• SUPPLIED TEXT
:::

REAL ESTATE counters in China were hot properties today, lifting the Shanghai Composite -- the benchmark index for A shares – by 0.94% to close at 2,688.32.
Meanwhile, the Hang Seng Index in Hong Kong added 1.73% to finish the day at 21,626.17.
The A-share sub-index of property shares was up 2.50% on the day.
Macroeconomic data out of China over the weekend and news from Switzerland cheered investors today.
Data released Saturday revealed a higher-than-expected nearly 14% year-on-year August jump in industrial production, a key indicator of the overall health of China’s heavily industrialized economy.
This was an improvement on July’s 12.9% rise.
And the country was not only producing, but consuming as well.
August retail sales leapt 18.4% year-on-year, improving on July's 17.9% rise.
Meanwhile, last month’s CPI rose 3.5%, an inflation increase in line with expectations which helped to quell fears that the People’s Bank of China, the country’s Central Bank, might hike lending rates to curb price growth.
This was the core driver of property prices today, one of the most vulnerable sectors to any fluctuations in credit policy.
Investors took cheer on more clarity from the highly anticipated global capital regulations being hammered out in Basel, Switzerland.
General sentiment was boosted after the Basel Committee on Banking Supervision moved to substantially increase the ratio banks must now set aside to protect against potential losses, but allowed banks time to adapt to the new rules.
In Hong Kong, China Oilfield Services (HK: 2883: SHA: 601808) was up 1.4% while ICBC (HK: 1398) was flat and China Construction Bank (HK: 939) was up just 0.2%.

:::

• EXTRACTED DATA
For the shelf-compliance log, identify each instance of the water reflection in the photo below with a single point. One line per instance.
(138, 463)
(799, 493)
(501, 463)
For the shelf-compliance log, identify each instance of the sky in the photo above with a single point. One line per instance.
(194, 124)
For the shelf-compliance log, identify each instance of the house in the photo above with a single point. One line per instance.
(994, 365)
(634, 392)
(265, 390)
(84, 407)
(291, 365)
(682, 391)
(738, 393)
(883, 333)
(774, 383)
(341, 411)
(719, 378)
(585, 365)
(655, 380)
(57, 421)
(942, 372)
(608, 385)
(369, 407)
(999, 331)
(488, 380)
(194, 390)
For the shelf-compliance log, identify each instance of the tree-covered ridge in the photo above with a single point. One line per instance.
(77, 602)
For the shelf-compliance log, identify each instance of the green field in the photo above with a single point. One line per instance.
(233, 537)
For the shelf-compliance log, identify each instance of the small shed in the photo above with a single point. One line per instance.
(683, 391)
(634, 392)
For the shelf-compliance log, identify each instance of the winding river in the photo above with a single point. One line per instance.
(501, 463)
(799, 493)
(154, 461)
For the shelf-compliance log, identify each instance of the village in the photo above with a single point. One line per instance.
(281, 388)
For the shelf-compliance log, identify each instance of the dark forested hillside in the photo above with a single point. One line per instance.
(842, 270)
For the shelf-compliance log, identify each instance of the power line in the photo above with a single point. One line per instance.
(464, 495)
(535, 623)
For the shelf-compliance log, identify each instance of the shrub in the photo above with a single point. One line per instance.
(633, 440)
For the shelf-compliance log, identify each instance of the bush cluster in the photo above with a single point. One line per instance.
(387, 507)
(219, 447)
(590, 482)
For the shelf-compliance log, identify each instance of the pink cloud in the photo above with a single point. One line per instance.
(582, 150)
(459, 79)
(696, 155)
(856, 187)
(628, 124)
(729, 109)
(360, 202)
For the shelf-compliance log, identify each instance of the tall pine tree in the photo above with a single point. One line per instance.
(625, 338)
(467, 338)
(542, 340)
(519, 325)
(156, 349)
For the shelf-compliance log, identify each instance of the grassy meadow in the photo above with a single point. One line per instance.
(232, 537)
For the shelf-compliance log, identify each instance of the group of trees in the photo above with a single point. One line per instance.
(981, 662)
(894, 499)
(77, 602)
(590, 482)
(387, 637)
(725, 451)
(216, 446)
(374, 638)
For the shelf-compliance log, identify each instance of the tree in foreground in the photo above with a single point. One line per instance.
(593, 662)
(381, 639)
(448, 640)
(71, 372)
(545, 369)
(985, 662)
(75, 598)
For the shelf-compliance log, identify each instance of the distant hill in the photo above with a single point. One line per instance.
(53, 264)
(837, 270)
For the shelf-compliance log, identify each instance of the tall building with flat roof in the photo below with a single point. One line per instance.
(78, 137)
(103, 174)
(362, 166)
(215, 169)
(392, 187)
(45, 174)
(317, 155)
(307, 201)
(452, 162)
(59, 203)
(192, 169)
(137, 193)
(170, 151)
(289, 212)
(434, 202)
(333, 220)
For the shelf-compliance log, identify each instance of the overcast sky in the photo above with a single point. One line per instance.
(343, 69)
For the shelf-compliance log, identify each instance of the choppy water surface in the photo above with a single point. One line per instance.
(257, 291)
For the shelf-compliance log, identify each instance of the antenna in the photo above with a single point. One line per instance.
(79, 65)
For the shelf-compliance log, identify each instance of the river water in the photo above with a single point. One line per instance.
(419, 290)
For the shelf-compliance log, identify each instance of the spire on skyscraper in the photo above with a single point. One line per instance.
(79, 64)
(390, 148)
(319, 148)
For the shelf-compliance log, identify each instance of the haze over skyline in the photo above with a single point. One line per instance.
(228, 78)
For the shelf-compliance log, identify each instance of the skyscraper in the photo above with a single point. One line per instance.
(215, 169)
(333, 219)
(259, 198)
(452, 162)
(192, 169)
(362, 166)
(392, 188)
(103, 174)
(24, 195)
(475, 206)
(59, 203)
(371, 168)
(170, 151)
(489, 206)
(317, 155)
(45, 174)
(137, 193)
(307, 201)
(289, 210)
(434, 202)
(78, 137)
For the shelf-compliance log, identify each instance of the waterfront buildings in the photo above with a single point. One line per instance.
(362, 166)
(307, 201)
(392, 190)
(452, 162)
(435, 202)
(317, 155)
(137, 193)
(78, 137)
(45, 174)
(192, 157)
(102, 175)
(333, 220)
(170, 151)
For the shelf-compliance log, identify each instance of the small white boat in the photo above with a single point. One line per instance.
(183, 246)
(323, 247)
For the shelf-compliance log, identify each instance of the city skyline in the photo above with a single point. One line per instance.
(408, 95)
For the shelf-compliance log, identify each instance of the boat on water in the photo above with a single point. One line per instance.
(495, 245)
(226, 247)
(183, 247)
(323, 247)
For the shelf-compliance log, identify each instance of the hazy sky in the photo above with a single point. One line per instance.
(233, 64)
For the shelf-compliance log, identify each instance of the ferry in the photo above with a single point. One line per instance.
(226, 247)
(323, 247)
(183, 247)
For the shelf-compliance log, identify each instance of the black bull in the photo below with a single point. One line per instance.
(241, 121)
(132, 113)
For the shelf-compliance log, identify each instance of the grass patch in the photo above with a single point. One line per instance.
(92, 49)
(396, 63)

:::

• REQUIRED ACTIONS
**A)** Using the China markets report, answer each of these on its own line:
(i) At what level did the Shanghai Composite close?
(ii) By how much did August retail sales rise year-on-year?
(iii) How did China Construction Bank's shares move in Hong Kong?
**B)** Write the next few sentences of the China markets report, carrying on after its final sentence.

• ANSWERS PROVIDED
**A)**
(i) 2,688.32
(ii) 18.4%
(iii) Up 0.2%

**B)**
Chinese media said the combination of robust production and consumption data from China over the weekend and a tolerable rise in inflation were helping to bring fence-sitters and window shoppers back to the market which helped lift A shares by nearly one percent today.
Select commodities stocks were higher following a 3% hike in crude oil futures in New York Friday, finishing above 76 usd a barrel for the first time in a month.
CNOOC Ltd (HK: 883) rose 2.3% in Hong Kong.
A shares were also buoyed by petroleum firms and vehicle makers, though gains were tempered by bank stocks' underperformance.
Analysts polled by media said the Shanghai Composite should trend upward for the short term on the rosy economic indicators released over the weekend, however banks should keep a major bull run at bay due to their new loan-reserve regulations.
Banks were also under pressure after local media outlet China Business News cited an unnamed source as saying that the lending watchdog, China Banking Regulatory Commission, plans to mandate that banks put aside the equivalent of 2.5% of their outstanding loans as reserves in 2011 to help bolster their balance sheets.
At present, the CBRC has no such requirement on the books.
See earlier story: CHINA SHARES: Now What? 10 Market Sages Weigh In...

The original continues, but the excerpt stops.